(Beginning of RECORDS FOR THIS TASK)

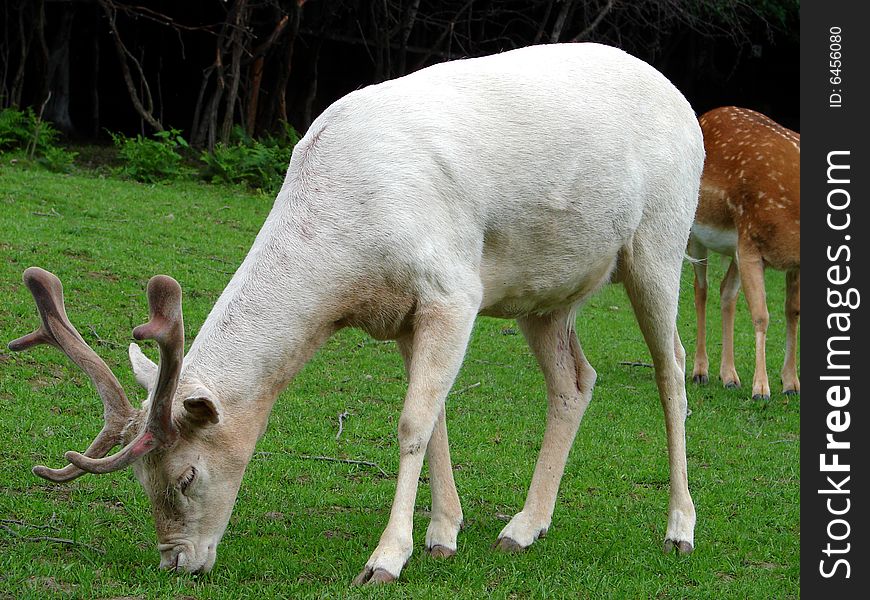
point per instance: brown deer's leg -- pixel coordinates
(728, 291)
(790, 382)
(752, 275)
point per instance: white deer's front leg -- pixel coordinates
(439, 341)
(446, 517)
(570, 379)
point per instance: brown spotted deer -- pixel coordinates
(513, 186)
(750, 209)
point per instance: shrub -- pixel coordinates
(259, 164)
(150, 160)
(24, 130)
(58, 160)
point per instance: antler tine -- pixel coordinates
(56, 330)
(167, 328)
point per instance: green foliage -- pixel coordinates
(261, 164)
(23, 131)
(150, 160)
(303, 528)
(58, 160)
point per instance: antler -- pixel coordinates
(57, 331)
(167, 328)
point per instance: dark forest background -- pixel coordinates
(207, 66)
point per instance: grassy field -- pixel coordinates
(304, 527)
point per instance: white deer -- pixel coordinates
(514, 186)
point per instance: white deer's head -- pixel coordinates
(183, 451)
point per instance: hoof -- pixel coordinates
(508, 545)
(372, 577)
(682, 547)
(439, 551)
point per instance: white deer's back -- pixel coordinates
(527, 171)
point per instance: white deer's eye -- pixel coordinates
(186, 479)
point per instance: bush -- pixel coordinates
(23, 130)
(259, 164)
(151, 160)
(58, 160)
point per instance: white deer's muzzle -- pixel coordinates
(185, 556)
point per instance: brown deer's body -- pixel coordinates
(750, 209)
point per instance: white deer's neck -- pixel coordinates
(267, 323)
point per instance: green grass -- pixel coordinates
(304, 528)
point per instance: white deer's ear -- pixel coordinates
(202, 406)
(143, 367)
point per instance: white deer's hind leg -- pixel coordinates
(439, 341)
(653, 290)
(570, 379)
(701, 366)
(446, 518)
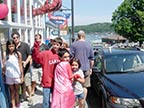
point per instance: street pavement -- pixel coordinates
(92, 100)
(37, 100)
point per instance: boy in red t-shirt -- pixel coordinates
(48, 59)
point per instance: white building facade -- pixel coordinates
(20, 18)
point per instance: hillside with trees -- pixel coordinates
(95, 28)
(128, 20)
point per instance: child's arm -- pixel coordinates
(20, 66)
(77, 77)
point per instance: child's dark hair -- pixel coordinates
(40, 36)
(9, 42)
(58, 40)
(14, 34)
(75, 60)
(62, 51)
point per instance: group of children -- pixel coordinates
(61, 75)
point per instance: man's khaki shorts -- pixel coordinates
(27, 79)
(87, 79)
(36, 74)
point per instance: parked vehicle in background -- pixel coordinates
(3, 102)
(118, 77)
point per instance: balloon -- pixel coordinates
(4, 11)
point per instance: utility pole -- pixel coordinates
(72, 20)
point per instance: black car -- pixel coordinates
(118, 78)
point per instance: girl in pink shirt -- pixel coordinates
(63, 95)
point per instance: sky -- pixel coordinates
(91, 11)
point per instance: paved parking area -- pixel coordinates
(37, 100)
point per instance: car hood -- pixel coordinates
(129, 85)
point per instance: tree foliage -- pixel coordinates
(96, 27)
(128, 20)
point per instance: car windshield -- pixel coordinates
(120, 63)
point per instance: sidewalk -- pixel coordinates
(37, 100)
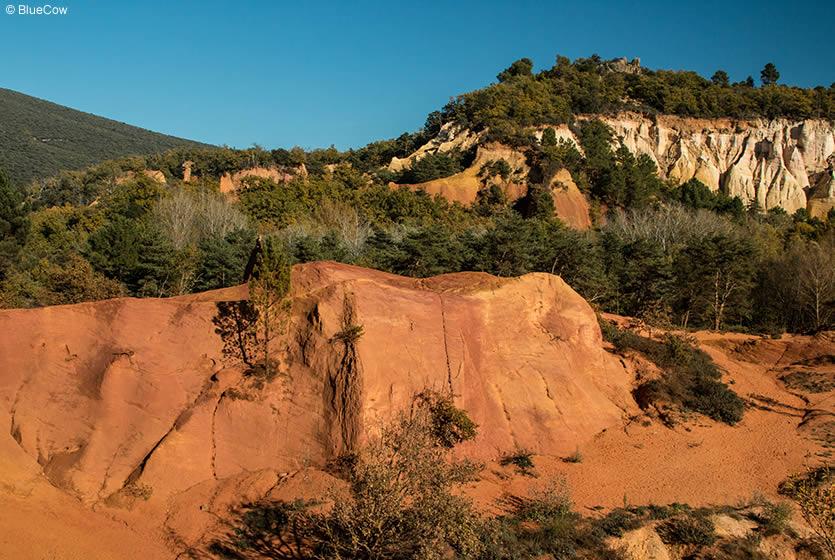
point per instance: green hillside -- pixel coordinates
(38, 138)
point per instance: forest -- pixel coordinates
(666, 253)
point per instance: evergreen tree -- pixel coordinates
(769, 74)
(13, 223)
(720, 78)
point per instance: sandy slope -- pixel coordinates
(127, 426)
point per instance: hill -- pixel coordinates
(128, 419)
(39, 139)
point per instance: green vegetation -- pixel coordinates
(814, 492)
(522, 459)
(522, 98)
(689, 380)
(39, 139)
(401, 498)
(668, 254)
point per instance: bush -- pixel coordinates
(692, 529)
(398, 505)
(814, 492)
(450, 425)
(690, 379)
(522, 459)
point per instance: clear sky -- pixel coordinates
(345, 73)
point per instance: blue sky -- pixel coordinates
(345, 73)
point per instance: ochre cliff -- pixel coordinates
(777, 163)
(127, 428)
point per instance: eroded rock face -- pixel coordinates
(777, 163)
(126, 398)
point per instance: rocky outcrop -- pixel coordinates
(463, 187)
(125, 397)
(570, 204)
(230, 182)
(777, 163)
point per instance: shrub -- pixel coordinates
(450, 425)
(814, 492)
(687, 530)
(689, 378)
(575, 457)
(398, 504)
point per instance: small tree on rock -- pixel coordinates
(769, 74)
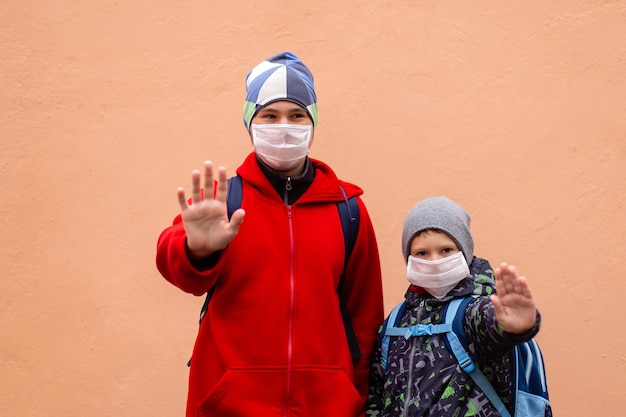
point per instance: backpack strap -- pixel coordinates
(389, 324)
(455, 312)
(349, 215)
(233, 202)
(391, 329)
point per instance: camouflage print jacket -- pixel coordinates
(424, 379)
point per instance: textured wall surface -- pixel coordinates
(515, 110)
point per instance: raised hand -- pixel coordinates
(513, 302)
(206, 218)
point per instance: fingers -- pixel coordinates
(182, 201)
(208, 175)
(197, 194)
(222, 185)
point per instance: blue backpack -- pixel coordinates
(349, 214)
(530, 393)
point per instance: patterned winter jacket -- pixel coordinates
(423, 378)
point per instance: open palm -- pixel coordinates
(513, 302)
(205, 217)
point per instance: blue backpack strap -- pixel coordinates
(530, 390)
(349, 215)
(234, 195)
(233, 202)
(455, 312)
(390, 323)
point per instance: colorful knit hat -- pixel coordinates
(281, 77)
(439, 213)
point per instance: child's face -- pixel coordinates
(432, 245)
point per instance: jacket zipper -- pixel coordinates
(292, 297)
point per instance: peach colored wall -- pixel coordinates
(514, 109)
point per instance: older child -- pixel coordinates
(422, 377)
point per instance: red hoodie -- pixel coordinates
(273, 341)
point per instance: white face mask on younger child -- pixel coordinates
(437, 277)
(281, 146)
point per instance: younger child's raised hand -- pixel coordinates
(513, 302)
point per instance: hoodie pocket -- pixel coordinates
(263, 392)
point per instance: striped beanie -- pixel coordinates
(439, 213)
(281, 77)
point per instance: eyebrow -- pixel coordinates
(295, 109)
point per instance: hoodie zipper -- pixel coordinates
(292, 296)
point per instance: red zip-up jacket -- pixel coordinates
(273, 342)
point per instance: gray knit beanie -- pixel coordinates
(439, 213)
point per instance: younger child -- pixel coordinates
(422, 377)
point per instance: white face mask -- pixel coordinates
(281, 146)
(437, 277)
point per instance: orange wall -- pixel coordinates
(514, 109)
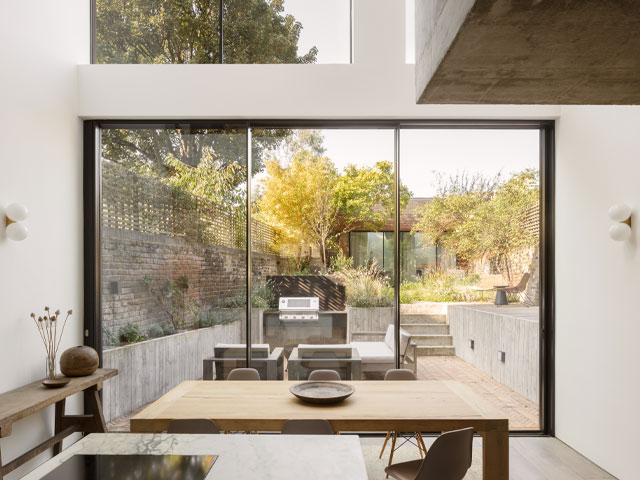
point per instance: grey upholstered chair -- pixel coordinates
(307, 427)
(324, 375)
(449, 458)
(402, 374)
(244, 374)
(192, 425)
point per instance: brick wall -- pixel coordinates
(214, 273)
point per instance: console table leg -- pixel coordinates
(58, 427)
(96, 408)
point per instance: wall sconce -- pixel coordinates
(16, 213)
(621, 214)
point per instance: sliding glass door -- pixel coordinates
(349, 247)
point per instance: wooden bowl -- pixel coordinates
(322, 393)
(79, 361)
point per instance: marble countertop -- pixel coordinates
(240, 457)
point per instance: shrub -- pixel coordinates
(109, 338)
(213, 318)
(155, 331)
(367, 287)
(130, 333)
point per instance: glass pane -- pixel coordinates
(254, 31)
(173, 259)
(470, 262)
(323, 201)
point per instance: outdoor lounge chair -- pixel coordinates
(379, 356)
(305, 358)
(227, 356)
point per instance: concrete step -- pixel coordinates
(433, 340)
(408, 318)
(427, 351)
(439, 308)
(426, 328)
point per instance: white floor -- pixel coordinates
(530, 458)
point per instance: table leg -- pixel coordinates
(58, 424)
(495, 455)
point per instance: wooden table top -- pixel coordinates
(432, 406)
(22, 402)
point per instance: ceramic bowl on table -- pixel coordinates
(322, 393)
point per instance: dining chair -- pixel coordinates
(449, 458)
(324, 375)
(402, 374)
(307, 427)
(244, 374)
(192, 425)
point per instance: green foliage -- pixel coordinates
(173, 298)
(155, 331)
(186, 31)
(130, 333)
(309, 202)
(262, 296)
(441, 286)
(109, 338)
(367, 287)
(213, 318)
(475, 217)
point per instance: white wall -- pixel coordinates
(377, 85)
(598, 287)
(41, 42)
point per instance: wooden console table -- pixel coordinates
(22, 402)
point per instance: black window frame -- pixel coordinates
(92, 199)
(93, 28)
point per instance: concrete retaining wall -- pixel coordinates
(149, 369)
(513, 330)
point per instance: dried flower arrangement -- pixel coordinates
(51, 335)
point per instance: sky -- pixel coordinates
(326, 25)
(425, 151)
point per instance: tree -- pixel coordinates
(186, 31)
(297, 200)
(476, 218)
(308, 202)
(365, 197)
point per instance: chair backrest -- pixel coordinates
(307, 427)
(522, 285)
(449, 457)
(324, 375)
(400, 374)
(389, 339)
(239, 350)
(244, 374)
(192, 425)
(325, 351)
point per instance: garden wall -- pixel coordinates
(149, 369)
(214, 272)
(515, 332)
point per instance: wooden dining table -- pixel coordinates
(376, 406)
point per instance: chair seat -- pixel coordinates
(374, 352)
(404, 470)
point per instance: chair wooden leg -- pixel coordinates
(393, 447)
(417, 437)
(424, 447)
(386, 439)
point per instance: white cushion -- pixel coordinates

(End of RECORDS FOR THIS TASK)

:: EXERCISE GOAL ::
The line containing "point per instance: garden" marks the start. Repeat it and every line after it to the end of the listing above, exactly.

:: ANSWER TO THE EXERCISE ::
point per instance: garden wall -- pixel coordinates
(149, 369)
(214, 272)
(515, 332)
point per instance: wooden dining table -- pixel coordinates
(376, 406)
point per instance: chair seat -- pixel coordinates
(374, 352)
(404, 470)
point per instance: chair wooden leg -- pixel coordinates
(393, 447)
(417, 437)
(424, 447)
(386, 439)
point per instance: white cushion -- pixel coordinates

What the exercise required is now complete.